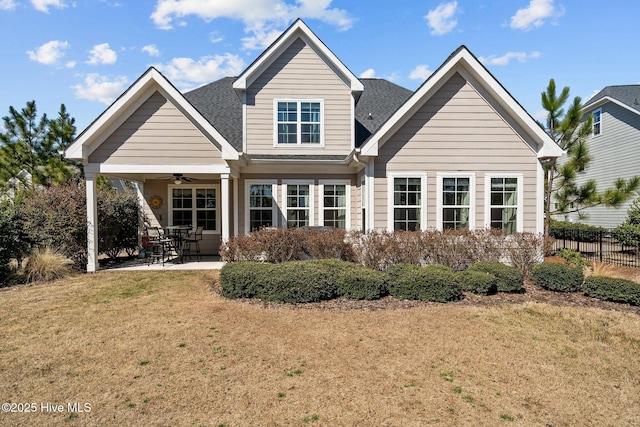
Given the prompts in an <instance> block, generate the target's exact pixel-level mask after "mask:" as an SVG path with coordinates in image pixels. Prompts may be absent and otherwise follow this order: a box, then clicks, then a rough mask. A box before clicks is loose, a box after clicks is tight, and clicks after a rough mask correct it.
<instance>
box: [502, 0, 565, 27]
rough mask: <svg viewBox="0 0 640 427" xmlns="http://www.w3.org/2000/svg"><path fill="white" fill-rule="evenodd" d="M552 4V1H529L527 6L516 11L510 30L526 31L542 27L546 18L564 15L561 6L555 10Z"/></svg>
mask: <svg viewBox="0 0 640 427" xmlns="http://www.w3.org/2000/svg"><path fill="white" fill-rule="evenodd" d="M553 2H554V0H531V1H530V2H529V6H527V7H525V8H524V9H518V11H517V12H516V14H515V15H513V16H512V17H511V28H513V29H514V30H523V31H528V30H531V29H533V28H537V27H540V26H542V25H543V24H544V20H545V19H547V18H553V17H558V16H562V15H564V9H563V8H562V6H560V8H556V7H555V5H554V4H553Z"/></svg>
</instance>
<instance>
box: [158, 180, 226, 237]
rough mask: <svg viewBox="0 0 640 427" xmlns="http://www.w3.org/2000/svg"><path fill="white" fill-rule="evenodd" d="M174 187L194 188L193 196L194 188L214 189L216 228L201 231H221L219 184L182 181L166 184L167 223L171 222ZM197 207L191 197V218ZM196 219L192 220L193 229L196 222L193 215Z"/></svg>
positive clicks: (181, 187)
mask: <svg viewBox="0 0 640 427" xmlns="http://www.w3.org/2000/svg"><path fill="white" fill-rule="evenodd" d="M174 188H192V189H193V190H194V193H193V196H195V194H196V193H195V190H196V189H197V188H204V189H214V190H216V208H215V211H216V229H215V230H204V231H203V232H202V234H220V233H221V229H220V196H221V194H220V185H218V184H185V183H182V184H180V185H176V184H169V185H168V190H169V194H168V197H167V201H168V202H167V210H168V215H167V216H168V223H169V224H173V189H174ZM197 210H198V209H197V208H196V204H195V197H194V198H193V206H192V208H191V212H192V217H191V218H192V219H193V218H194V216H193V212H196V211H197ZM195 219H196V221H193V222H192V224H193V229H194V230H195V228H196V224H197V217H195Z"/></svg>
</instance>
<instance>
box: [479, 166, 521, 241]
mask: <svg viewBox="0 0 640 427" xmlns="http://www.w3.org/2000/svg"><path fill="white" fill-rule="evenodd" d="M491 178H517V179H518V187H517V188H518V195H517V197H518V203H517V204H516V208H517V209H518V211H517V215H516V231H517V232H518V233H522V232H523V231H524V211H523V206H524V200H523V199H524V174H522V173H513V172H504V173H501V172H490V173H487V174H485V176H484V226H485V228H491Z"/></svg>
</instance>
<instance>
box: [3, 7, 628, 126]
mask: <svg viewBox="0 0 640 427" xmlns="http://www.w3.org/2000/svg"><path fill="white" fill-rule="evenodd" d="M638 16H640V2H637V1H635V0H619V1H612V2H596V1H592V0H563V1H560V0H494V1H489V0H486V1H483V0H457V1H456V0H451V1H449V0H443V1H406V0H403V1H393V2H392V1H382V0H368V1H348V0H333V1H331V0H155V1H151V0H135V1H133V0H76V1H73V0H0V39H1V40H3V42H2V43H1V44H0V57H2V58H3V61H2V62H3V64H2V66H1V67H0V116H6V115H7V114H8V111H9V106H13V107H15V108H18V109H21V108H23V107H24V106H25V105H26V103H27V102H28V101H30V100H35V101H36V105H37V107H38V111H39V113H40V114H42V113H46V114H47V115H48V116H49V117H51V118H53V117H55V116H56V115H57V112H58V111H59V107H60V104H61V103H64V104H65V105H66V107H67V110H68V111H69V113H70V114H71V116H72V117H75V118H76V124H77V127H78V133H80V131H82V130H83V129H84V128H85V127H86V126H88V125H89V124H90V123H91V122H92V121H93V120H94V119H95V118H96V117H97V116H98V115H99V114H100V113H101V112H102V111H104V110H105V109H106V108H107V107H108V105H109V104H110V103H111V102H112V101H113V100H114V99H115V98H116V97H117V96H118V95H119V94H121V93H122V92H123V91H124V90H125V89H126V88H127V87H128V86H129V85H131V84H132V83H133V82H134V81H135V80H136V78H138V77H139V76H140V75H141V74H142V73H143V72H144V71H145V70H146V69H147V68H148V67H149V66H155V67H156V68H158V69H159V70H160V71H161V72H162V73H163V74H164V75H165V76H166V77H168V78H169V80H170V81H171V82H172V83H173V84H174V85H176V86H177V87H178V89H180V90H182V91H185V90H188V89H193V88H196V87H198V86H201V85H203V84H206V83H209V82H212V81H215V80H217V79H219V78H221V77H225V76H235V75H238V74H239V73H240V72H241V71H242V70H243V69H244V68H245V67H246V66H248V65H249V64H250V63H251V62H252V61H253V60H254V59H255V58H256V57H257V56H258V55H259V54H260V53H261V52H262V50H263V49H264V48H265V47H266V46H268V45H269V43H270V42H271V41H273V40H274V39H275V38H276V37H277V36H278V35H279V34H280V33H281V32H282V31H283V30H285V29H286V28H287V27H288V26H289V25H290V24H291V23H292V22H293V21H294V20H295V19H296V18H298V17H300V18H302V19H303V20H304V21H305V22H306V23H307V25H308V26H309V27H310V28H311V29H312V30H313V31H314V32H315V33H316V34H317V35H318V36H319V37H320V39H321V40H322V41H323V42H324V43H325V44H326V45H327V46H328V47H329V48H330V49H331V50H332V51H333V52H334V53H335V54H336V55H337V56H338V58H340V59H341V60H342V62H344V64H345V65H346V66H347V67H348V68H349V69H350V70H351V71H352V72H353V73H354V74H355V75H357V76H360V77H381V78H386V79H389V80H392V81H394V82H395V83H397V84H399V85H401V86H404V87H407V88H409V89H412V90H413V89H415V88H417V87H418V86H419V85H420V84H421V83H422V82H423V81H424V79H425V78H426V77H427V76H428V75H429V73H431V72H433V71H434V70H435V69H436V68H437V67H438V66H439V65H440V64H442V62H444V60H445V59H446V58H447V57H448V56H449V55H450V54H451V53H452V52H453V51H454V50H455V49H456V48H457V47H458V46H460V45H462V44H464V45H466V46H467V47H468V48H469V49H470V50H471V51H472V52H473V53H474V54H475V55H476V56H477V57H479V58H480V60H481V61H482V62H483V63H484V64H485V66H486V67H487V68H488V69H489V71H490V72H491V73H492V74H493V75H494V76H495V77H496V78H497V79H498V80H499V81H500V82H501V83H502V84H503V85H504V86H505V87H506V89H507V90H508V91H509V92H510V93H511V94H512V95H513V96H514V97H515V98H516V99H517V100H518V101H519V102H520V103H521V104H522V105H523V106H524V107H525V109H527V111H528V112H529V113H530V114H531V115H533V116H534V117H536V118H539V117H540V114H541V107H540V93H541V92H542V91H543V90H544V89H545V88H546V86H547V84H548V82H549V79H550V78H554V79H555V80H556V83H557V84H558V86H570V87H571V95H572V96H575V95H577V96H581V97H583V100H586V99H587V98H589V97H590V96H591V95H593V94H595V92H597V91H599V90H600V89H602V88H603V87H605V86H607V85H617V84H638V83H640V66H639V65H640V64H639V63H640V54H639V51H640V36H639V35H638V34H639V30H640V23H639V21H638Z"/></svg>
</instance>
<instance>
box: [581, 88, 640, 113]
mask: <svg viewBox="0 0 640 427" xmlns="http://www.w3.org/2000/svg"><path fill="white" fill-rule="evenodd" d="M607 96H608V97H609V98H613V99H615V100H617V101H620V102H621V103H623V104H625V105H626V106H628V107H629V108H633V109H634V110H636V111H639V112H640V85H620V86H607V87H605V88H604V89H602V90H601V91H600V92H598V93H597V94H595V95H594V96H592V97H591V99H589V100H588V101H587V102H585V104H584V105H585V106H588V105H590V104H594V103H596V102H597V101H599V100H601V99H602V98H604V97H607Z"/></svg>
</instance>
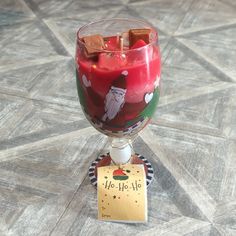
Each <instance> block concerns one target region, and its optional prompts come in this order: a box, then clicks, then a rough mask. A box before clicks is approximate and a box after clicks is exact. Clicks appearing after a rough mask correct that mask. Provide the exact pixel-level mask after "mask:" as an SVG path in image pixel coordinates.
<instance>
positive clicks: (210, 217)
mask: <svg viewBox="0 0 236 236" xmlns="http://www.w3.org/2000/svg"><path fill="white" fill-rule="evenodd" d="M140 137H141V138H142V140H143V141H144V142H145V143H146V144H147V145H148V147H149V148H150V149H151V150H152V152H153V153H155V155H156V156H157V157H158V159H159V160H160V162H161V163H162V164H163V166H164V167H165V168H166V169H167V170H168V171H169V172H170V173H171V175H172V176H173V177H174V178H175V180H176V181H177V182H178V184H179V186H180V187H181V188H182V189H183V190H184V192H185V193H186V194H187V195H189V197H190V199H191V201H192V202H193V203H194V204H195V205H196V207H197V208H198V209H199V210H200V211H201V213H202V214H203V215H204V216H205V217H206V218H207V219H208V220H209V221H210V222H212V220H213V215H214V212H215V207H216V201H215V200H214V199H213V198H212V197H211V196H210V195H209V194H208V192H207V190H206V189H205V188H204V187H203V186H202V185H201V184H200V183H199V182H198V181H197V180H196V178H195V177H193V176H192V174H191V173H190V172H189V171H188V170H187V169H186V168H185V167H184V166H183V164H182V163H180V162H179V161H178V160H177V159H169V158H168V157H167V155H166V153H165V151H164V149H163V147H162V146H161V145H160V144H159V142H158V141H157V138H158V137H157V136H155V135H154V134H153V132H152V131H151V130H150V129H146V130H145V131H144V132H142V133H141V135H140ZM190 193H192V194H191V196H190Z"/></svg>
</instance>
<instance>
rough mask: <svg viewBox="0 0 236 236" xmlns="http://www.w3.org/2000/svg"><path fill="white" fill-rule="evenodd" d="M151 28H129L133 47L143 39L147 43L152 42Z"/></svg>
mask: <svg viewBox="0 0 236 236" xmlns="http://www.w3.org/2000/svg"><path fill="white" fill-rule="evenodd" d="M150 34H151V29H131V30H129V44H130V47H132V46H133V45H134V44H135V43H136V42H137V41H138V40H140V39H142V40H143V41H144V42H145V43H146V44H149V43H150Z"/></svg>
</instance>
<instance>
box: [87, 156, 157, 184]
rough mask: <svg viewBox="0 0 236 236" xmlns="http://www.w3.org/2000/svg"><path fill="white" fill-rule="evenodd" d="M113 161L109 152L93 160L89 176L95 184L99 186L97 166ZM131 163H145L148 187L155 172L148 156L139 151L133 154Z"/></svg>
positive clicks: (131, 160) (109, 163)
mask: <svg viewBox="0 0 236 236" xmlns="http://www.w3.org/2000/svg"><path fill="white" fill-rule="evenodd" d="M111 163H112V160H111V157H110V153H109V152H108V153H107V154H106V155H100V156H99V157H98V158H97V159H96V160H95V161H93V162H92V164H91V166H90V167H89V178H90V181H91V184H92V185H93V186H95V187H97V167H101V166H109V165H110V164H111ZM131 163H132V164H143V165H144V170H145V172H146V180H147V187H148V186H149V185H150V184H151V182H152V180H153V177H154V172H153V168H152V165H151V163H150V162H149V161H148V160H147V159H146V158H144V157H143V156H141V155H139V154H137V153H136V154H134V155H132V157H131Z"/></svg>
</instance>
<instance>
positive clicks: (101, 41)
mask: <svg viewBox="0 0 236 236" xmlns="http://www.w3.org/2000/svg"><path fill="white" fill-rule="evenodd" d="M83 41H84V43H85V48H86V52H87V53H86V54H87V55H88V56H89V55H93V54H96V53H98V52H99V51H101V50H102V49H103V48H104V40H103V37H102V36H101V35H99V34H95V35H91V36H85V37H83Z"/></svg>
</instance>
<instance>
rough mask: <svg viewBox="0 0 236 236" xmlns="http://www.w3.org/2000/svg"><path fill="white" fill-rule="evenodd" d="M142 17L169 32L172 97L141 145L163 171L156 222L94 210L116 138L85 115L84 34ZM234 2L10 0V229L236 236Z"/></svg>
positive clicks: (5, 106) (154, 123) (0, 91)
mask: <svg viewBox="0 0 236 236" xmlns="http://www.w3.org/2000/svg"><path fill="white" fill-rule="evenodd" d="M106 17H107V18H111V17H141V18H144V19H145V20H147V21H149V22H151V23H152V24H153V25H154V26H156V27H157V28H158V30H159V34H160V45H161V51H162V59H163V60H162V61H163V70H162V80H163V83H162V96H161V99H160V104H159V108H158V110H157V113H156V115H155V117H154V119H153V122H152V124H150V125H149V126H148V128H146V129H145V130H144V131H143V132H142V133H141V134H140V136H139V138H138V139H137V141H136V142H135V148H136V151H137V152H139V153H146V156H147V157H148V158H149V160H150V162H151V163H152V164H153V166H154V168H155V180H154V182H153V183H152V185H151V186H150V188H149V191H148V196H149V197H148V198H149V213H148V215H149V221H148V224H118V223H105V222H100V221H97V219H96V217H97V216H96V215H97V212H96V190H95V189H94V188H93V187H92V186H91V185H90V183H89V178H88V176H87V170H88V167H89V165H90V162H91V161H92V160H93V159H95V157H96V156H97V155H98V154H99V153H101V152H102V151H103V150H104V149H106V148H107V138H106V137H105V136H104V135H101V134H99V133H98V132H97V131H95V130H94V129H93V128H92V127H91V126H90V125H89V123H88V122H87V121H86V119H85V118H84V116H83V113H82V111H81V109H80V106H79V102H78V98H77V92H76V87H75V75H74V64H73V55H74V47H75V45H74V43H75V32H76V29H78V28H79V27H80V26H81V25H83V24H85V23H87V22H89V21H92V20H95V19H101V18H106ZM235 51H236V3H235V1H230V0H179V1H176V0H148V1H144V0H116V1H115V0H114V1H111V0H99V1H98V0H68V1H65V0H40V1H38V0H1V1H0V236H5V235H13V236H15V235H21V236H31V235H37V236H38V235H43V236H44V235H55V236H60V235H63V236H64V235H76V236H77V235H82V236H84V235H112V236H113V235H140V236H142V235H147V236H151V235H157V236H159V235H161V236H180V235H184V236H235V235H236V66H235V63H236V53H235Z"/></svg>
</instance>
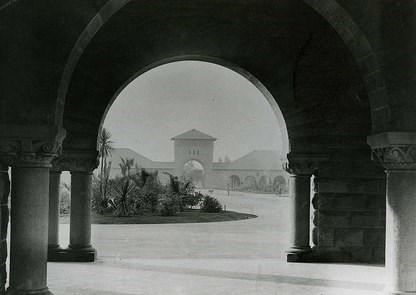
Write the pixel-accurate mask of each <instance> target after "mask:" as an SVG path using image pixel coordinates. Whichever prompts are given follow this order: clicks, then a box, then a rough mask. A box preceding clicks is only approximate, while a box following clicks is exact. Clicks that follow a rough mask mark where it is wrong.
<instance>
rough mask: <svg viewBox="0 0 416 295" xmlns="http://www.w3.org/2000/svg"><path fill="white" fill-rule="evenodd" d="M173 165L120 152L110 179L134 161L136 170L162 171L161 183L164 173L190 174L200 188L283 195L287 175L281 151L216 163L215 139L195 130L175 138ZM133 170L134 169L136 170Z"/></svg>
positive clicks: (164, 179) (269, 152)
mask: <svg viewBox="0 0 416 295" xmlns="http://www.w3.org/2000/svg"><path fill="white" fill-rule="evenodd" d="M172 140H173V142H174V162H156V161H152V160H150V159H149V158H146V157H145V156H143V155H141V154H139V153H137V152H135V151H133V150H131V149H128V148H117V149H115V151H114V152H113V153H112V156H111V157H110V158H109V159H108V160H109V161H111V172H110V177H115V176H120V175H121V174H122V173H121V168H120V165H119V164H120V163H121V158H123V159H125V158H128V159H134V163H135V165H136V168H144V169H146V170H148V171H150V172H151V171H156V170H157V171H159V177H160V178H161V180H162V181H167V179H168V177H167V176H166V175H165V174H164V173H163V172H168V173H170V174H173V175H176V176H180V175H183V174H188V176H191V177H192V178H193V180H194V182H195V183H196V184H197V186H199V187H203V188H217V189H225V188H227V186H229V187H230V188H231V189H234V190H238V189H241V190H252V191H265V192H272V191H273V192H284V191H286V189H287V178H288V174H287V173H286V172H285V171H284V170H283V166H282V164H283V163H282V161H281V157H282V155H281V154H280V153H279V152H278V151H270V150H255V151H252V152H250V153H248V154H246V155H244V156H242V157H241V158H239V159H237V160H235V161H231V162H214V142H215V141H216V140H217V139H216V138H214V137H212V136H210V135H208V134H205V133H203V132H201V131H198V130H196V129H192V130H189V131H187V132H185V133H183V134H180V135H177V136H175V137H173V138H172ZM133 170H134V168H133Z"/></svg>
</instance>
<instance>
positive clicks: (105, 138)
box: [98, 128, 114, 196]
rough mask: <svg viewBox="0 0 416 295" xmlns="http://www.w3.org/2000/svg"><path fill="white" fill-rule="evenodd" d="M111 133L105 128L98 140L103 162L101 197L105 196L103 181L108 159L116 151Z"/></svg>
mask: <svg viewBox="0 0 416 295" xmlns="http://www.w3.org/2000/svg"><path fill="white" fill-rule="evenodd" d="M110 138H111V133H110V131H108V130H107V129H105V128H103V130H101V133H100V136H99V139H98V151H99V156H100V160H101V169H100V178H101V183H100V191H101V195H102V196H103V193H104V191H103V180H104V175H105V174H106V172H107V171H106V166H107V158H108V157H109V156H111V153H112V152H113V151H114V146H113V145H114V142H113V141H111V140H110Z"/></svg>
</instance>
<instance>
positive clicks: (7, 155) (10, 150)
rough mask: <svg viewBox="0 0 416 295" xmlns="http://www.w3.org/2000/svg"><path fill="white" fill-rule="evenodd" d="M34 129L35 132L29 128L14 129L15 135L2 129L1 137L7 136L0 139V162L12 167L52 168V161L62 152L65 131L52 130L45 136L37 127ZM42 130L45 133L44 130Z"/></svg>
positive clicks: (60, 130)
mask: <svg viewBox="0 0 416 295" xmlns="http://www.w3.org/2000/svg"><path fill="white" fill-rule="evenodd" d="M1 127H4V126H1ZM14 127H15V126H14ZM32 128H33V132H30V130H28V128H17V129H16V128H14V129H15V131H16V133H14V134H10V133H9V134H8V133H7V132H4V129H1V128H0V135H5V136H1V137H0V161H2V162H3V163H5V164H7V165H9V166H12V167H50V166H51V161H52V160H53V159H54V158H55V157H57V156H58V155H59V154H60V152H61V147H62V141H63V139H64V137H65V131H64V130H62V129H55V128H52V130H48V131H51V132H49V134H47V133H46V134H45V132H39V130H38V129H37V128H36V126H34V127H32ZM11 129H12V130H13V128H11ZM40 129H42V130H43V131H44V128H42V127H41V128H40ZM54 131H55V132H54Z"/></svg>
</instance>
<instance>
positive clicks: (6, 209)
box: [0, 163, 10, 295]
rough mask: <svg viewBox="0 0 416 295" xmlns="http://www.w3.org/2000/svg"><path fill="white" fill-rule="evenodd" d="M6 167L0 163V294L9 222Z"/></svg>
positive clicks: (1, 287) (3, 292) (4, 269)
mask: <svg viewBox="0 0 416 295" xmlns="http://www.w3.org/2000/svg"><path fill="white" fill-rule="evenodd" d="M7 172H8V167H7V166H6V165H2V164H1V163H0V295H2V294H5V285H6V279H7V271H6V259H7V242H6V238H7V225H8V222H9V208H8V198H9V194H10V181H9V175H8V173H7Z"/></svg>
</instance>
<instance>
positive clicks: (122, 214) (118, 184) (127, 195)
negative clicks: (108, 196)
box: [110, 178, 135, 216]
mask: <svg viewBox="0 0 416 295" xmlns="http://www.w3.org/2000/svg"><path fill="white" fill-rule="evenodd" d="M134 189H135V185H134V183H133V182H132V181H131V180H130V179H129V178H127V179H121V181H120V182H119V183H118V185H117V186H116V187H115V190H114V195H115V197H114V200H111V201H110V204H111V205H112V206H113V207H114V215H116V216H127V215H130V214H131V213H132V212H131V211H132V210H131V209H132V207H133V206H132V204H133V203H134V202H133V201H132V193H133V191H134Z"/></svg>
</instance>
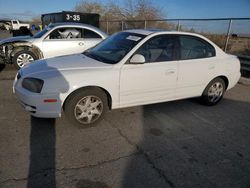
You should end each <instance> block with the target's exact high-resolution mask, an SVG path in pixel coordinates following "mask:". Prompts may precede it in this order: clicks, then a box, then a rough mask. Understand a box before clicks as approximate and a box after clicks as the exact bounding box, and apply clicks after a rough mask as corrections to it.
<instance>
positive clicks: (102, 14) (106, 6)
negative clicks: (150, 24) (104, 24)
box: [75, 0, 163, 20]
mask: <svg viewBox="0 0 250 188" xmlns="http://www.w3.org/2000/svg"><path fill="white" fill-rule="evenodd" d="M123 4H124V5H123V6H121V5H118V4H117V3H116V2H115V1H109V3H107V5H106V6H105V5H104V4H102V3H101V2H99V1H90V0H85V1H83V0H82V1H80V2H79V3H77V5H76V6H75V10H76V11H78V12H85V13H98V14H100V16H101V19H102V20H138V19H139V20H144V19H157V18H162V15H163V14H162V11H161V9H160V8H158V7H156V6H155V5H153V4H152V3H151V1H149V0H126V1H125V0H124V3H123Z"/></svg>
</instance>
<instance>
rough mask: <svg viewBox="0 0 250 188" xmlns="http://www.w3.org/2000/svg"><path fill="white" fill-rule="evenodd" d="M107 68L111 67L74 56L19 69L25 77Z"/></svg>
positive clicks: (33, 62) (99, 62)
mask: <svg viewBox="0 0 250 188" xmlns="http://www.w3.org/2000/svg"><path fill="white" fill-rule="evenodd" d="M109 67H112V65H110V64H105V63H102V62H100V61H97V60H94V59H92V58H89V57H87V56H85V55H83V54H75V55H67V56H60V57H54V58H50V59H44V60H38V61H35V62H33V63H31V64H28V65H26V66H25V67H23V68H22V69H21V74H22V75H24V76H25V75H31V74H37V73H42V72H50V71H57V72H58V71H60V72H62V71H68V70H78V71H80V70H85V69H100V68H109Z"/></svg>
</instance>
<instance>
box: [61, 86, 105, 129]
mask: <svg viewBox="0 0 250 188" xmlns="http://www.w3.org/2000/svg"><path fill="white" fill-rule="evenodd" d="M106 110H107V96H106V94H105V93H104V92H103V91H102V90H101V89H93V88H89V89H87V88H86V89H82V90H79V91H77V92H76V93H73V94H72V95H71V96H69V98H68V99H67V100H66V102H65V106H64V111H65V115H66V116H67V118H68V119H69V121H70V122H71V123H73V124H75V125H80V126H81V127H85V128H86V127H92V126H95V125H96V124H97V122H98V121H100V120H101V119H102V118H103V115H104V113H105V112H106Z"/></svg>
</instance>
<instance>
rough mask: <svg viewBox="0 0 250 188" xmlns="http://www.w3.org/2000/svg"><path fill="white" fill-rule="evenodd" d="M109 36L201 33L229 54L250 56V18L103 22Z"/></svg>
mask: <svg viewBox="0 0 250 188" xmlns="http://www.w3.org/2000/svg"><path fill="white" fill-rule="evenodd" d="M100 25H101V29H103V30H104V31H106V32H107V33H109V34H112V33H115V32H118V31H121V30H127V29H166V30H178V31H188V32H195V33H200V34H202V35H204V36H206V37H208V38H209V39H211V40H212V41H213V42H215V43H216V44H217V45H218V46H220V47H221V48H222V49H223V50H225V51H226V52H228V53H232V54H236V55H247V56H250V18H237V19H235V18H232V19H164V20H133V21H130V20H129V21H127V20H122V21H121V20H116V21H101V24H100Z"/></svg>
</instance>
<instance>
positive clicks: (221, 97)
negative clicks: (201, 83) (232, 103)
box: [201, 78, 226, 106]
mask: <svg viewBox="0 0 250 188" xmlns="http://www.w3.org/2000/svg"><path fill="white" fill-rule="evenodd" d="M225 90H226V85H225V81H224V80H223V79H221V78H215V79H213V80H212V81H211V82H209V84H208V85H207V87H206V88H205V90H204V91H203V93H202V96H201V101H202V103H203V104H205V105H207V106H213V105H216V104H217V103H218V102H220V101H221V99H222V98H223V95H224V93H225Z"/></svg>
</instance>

=-=-=-=-=

Task objective ▸ Rewrite the records from their start through the line containing "4V1H529L527 6L516 11L510", both ends included, changing "rough mask" to "coarse mask" and keeping everything else the same. Leave the pictures out of your answer.

Solved exercise ▸
Given the prompts in an <instance> block, generate the target's exact pixel-level mask after "mask:" as an SVG path with coordinates in image pixels. Prompts may be absent and otherwise follow this order: a box, then clicks, then a coarse mask. A box before clicks is loose, a box after clicks is tight, and clicks after a coarse mask correct it.
<instance>
box: [502, 0, 565, 27]
coarse mask: <svg viewBox="0 0 640 427" xmlns="http://www.w3.org/2000/svg"><path fill="white" fill-rule="evenodd" d="M552 4V1H529L527 6L516 11L510 30L526 31L542 27L546 18L564 15L561 6L555 10Z"/></svg>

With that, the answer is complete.